Work task:
Write out all the entries below without any change.

= = = =

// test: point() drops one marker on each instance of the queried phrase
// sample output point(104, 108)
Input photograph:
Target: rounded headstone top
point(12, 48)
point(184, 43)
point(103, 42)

= = = =

Response area:
// test: point() drops one marker on each instance of the queried phrase
// sample output point(104, 108)
Input photograph:
Target: rounded headstone top
point(12, 48)
point(184, 43)
point(103, 42)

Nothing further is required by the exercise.